◆ Given instruction: Render the records from the line with "For the evaluation set, indicate each instance of the bush" up to and including the line with "Target: bush" as a Markdown table with the columns Row and Line. Give each line its row number and skip any blank lines.

◆ Supplied records:
※

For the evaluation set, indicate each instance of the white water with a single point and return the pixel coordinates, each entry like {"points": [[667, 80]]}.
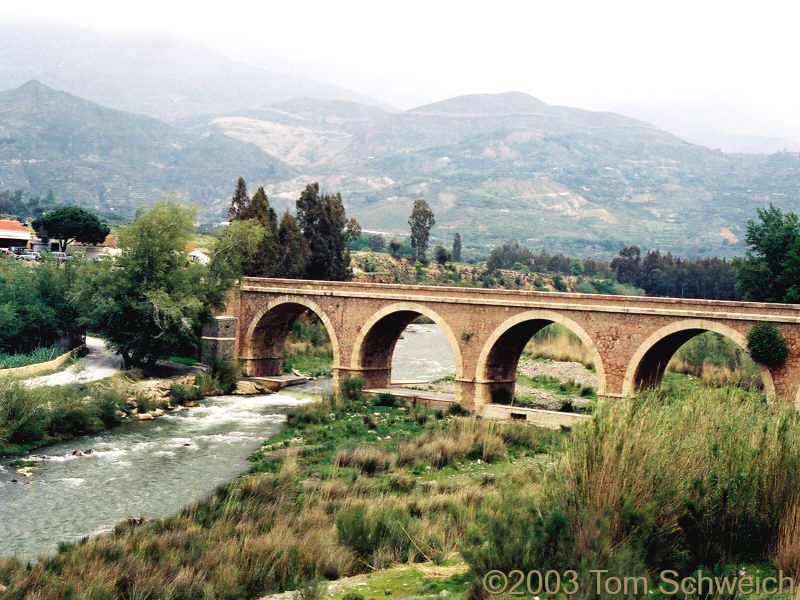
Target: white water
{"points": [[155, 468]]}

※

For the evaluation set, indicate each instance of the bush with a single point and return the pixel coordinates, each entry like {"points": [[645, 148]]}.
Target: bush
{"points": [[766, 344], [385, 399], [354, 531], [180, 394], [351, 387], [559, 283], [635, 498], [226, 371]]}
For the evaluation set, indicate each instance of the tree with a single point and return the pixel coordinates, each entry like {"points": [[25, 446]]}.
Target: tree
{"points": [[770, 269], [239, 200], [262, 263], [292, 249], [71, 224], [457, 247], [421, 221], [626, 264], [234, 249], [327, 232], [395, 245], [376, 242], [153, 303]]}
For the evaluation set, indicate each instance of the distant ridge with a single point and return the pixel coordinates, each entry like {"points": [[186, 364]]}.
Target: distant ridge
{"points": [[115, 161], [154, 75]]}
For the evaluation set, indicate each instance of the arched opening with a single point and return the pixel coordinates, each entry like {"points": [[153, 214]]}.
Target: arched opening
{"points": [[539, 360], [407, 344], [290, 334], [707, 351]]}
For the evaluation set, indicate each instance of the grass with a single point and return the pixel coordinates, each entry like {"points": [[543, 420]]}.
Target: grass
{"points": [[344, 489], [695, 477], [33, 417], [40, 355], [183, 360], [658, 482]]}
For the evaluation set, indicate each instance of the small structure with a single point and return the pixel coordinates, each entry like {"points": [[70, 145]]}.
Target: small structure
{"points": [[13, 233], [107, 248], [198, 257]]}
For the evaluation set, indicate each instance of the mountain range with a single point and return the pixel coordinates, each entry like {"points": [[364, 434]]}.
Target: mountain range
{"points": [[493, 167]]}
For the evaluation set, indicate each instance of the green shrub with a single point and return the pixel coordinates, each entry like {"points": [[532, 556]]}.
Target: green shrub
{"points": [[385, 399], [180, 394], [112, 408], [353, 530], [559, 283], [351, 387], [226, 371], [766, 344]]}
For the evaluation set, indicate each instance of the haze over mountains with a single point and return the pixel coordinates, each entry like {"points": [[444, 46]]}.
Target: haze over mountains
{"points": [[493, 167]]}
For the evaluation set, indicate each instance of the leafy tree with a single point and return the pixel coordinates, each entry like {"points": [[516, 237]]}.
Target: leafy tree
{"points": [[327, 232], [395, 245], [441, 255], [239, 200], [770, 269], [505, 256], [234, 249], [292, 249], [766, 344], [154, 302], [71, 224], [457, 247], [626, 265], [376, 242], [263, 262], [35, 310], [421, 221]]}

※

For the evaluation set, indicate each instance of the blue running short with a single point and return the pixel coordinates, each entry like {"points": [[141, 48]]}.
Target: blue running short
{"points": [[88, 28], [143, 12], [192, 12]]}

※

◆ The reply:
| Row | Line |
|---|---|
| 1 | For the evaluation set, indicate each instance of the bush with a single point and return the pixel coordinates, each entry like {"points": [[645, 148]]}. |
| 2 | Target: bush |